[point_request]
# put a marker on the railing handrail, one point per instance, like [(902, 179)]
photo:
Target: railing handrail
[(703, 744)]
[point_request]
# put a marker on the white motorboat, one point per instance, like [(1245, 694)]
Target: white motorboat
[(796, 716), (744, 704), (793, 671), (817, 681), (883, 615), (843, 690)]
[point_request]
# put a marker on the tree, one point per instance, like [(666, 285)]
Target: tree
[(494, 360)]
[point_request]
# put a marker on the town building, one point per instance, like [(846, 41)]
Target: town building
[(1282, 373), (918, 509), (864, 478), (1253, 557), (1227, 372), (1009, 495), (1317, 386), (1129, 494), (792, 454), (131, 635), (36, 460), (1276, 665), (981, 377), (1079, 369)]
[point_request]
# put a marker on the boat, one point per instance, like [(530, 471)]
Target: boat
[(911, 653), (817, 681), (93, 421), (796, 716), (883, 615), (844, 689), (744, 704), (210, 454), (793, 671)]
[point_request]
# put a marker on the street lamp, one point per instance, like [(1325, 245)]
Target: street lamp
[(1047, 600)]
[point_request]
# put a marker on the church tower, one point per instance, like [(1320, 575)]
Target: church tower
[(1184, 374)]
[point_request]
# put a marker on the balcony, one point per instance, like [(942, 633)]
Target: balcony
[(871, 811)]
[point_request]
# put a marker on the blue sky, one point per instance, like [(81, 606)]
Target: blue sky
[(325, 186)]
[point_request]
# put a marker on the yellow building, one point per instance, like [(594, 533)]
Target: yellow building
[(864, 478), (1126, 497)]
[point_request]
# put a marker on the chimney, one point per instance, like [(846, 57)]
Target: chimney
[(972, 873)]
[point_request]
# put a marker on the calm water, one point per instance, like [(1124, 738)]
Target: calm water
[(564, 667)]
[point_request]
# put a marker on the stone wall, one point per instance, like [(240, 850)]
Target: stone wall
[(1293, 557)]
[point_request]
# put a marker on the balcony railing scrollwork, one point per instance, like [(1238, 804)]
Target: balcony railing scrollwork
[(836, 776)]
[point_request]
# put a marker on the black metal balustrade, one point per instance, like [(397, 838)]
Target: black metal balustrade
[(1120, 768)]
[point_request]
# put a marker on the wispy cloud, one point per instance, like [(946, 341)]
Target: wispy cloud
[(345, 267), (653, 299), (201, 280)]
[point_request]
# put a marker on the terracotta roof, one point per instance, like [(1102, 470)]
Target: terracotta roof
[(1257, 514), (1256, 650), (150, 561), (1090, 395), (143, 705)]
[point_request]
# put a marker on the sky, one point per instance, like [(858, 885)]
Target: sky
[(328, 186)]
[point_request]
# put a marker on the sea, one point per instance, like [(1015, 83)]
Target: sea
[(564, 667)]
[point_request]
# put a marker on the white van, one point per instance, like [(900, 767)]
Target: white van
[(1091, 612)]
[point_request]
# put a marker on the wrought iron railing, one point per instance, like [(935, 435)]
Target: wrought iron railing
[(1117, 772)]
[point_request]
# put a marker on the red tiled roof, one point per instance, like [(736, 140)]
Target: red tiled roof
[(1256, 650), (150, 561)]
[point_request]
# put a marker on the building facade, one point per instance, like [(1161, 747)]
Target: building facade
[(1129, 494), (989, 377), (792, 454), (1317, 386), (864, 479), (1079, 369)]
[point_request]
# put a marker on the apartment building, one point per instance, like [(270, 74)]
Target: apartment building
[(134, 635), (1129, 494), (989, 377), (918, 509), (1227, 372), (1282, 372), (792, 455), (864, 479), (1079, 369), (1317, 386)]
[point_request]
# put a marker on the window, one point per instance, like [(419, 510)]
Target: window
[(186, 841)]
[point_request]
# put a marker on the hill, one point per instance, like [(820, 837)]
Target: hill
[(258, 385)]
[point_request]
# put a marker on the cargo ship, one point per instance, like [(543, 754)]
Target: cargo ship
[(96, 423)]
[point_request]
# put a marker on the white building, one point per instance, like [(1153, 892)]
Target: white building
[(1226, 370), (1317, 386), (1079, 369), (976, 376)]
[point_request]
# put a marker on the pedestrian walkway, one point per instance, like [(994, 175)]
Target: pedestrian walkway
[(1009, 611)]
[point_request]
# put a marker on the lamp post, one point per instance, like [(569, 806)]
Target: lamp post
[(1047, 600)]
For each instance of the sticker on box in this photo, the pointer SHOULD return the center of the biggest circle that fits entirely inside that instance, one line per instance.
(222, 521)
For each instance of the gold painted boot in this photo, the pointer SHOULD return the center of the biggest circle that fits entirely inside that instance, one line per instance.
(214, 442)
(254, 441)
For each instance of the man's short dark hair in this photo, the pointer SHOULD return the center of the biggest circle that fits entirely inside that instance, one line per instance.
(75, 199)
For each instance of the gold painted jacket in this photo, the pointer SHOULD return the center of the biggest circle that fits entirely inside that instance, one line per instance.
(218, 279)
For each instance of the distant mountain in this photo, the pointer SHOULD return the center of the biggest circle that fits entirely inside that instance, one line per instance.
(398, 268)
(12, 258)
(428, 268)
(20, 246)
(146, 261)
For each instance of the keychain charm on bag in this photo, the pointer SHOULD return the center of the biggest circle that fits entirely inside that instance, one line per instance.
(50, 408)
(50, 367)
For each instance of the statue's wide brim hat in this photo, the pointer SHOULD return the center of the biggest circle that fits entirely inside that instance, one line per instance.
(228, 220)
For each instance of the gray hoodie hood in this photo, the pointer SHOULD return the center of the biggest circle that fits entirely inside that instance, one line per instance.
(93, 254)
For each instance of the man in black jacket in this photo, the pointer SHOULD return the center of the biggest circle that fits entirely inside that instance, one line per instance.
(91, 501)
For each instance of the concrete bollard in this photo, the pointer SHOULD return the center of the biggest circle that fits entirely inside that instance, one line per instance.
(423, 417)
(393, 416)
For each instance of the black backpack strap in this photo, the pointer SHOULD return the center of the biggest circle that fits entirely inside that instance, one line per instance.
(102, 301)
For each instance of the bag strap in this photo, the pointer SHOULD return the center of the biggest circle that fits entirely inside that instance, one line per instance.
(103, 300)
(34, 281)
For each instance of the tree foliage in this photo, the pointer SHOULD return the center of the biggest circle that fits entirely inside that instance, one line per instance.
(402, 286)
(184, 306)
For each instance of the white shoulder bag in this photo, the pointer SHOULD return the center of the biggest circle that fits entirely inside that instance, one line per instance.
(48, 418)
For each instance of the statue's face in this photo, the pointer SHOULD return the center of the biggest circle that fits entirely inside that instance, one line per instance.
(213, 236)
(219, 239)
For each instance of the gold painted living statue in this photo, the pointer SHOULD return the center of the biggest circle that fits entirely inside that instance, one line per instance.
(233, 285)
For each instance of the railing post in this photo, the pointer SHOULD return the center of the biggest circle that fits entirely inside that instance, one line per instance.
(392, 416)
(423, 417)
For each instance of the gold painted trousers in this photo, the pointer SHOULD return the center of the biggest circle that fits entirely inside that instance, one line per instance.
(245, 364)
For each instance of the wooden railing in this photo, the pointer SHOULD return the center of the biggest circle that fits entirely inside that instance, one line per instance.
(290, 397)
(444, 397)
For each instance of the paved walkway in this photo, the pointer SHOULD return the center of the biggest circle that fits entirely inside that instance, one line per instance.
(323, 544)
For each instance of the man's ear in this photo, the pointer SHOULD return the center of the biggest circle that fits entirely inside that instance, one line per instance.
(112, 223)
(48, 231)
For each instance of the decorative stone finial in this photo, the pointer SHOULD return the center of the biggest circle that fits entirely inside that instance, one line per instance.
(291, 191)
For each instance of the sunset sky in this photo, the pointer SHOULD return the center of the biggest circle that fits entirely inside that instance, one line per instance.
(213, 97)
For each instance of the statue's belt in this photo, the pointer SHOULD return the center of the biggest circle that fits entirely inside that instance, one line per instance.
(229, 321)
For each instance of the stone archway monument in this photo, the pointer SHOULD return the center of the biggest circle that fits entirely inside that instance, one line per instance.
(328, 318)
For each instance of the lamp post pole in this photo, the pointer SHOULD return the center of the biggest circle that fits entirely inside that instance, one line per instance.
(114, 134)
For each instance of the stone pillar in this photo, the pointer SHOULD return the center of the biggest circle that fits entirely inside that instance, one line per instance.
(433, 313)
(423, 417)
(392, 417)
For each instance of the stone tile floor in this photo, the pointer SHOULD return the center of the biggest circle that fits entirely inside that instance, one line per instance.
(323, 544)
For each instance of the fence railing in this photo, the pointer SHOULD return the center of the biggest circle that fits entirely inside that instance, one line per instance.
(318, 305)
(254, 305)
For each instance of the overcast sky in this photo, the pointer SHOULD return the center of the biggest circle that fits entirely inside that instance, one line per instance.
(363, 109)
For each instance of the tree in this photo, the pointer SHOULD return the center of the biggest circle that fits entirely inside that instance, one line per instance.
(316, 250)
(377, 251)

STATED EXERCISE
Copy the records again word for word, beginning at the first line of the records and stopping after the line that contains "[(1184, 374)]".

TASK OUTPUT
[point_request]
# put a marker on the railing handrail, one point per instance, like [(902, 179)]
photo:
Target: railing handrail
[(703, 744)]
[point_request]
# put a marker on the white motorboat, one point per instance, like [(1245, 694)]
Target: white motorboat
[(796, 716), (744, 704), (793, 671), (817, 681), (883, 615), (843, 690)]
[point_request]
# put a marker on the tree, one point per instance, like [(666, 285)]
Target: tree
[(494, 360)]
[point_request]
# put a marker on the town building, one point per instance, like [(846, 41)]
Target: town building
[(1282, 373), (918, 509), (864, 478), (1253, 557), (1227, 372), (1009, 495), (1317, 386), (1129, 494), (792, 454), (131, 635), (36, 460), (1276, 665), (981, 377), (1079, 369)]
[point_request]
# put a marker on the boat, one point per instance, like [(530, 471)]
Target: boat
[(911, 653), (817, 681), (93, 421), (796, 716), (883, 615), (844, 689), (744, 704), (210, 454), (793, 671)]
[point_request]
# put a marker on the street lamp, one point per instance, like [(1325, 245)]
Target: street lamp
[(1047, 600)]
[point_request]
# put a marker on the church tower, one point per instance, like [(1320, 575)]
Target: church tower
[(1184, 374)]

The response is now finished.